Aim of the exercise: Edit the material starting at the line that contains "on the bowl" and ending at the last line of the material, replacing "fairy lights" with "twinkle lights" and keeping everything else unchanged. Return only those lines.

Recorded information:

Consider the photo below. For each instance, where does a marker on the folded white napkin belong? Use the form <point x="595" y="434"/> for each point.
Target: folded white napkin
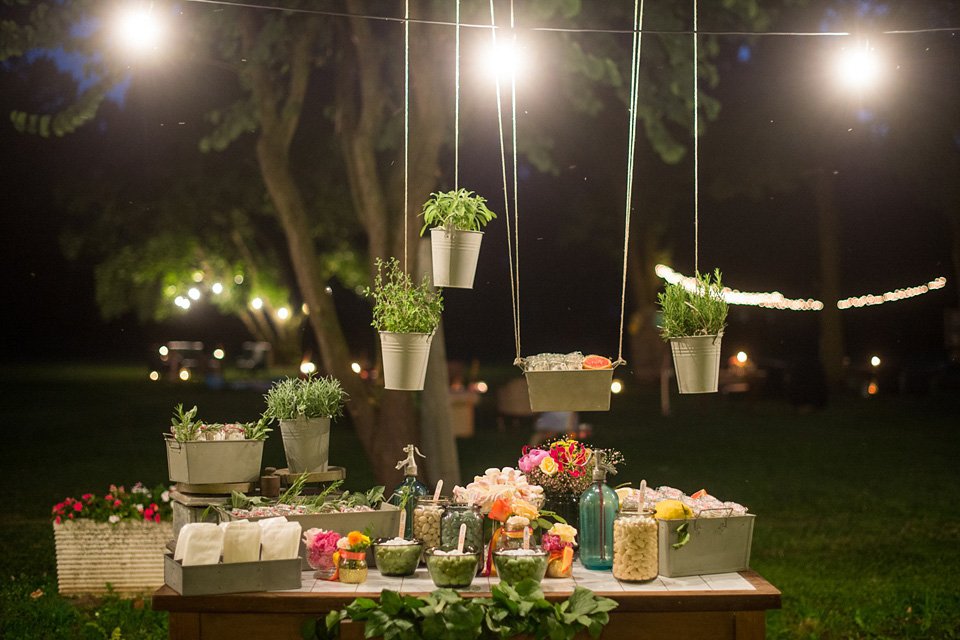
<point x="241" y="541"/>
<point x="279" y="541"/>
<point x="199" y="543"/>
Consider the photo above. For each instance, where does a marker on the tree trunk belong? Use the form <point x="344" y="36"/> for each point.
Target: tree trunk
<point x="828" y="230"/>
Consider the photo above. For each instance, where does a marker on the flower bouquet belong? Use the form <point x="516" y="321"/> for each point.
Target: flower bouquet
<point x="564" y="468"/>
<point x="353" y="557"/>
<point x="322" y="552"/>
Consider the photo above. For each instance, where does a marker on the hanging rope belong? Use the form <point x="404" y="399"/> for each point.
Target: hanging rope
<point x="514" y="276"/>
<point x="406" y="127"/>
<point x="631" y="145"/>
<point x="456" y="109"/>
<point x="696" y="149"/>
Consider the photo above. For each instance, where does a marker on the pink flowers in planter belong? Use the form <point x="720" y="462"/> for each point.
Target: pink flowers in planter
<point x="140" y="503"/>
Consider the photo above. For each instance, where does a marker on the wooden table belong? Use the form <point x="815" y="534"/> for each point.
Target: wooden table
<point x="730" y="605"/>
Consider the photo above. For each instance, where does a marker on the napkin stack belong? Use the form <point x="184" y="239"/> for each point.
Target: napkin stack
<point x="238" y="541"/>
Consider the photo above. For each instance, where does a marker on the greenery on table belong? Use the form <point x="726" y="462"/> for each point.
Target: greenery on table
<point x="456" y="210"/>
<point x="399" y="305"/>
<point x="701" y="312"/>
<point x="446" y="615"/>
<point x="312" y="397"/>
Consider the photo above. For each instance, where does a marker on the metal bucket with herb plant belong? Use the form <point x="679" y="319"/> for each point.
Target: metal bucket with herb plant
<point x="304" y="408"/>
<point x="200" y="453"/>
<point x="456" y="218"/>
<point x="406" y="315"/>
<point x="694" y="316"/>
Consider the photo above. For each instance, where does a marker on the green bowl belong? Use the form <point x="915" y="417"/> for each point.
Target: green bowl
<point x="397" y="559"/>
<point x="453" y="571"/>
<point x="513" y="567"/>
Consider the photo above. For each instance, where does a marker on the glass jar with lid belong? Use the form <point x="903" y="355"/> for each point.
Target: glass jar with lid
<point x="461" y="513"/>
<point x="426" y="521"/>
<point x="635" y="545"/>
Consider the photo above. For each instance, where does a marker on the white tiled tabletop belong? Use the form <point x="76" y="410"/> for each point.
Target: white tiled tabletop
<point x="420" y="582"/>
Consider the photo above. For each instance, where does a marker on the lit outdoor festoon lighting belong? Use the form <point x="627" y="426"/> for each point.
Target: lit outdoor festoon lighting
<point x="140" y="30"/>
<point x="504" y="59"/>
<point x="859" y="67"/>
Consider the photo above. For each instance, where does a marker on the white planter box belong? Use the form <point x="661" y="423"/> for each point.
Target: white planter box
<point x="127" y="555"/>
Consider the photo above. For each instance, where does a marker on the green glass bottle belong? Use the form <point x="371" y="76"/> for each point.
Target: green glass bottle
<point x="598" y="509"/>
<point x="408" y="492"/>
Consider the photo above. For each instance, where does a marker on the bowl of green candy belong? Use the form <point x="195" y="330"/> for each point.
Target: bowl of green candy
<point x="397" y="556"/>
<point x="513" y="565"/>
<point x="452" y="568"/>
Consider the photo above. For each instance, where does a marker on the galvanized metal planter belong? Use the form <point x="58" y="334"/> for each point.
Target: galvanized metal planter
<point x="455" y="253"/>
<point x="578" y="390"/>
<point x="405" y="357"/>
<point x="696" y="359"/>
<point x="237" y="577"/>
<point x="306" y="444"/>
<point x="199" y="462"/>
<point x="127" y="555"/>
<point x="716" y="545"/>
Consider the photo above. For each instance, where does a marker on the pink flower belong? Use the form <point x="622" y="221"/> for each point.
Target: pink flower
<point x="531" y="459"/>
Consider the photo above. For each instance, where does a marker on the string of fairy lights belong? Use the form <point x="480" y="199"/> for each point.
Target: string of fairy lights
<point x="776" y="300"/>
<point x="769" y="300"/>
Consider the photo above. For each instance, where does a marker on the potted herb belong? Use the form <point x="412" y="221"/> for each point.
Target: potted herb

Response for this exercise:
Consider the photo above. For each instance, where does a marker on the bowl of green candy belong? Use the form <point x="195" y="330"/> for each point.
Target: bowl of green candy
<point x="397" y="556"/>
<point x="513" y="565"/>
<point x="452" y="568"/>
Consider the photo above. For each instance, where does a marker on the galvanized metal planter belong? Use the form <point x="58" y="334"/> for each point.
Target: galvanized metal planter
<point x="455" y="253"/>
<point x="578" y="390"/>
<point x="405" y="357"/>
<point x="696" y="359"/>
<point x="237" y="577"/>
<point x="306" y="444"/>
<point x="199" y="462"/>
<point x="127" y="555"/>
<point x="716" y="545"/>
Consider the photo above. For each instance, where does a marker on the pink flower belong? Use the form <point x="622" y="221"/> for each point.
Target: pink flower
<point x="531" y="459"/>
Consider the photo above. For each instance, where does a marker on the string of twinkle lights belong? Use the form <point x="480" y="199"/> for each point.
Target: string of twinkle lights
<point x="776" y="300"/>
<point x="769" y="300"/>
Consider the photo above. For each instance, where does a marker on the potted herb belong? Use the form <point x="412" y="221"/> for each point.
Target: potted herb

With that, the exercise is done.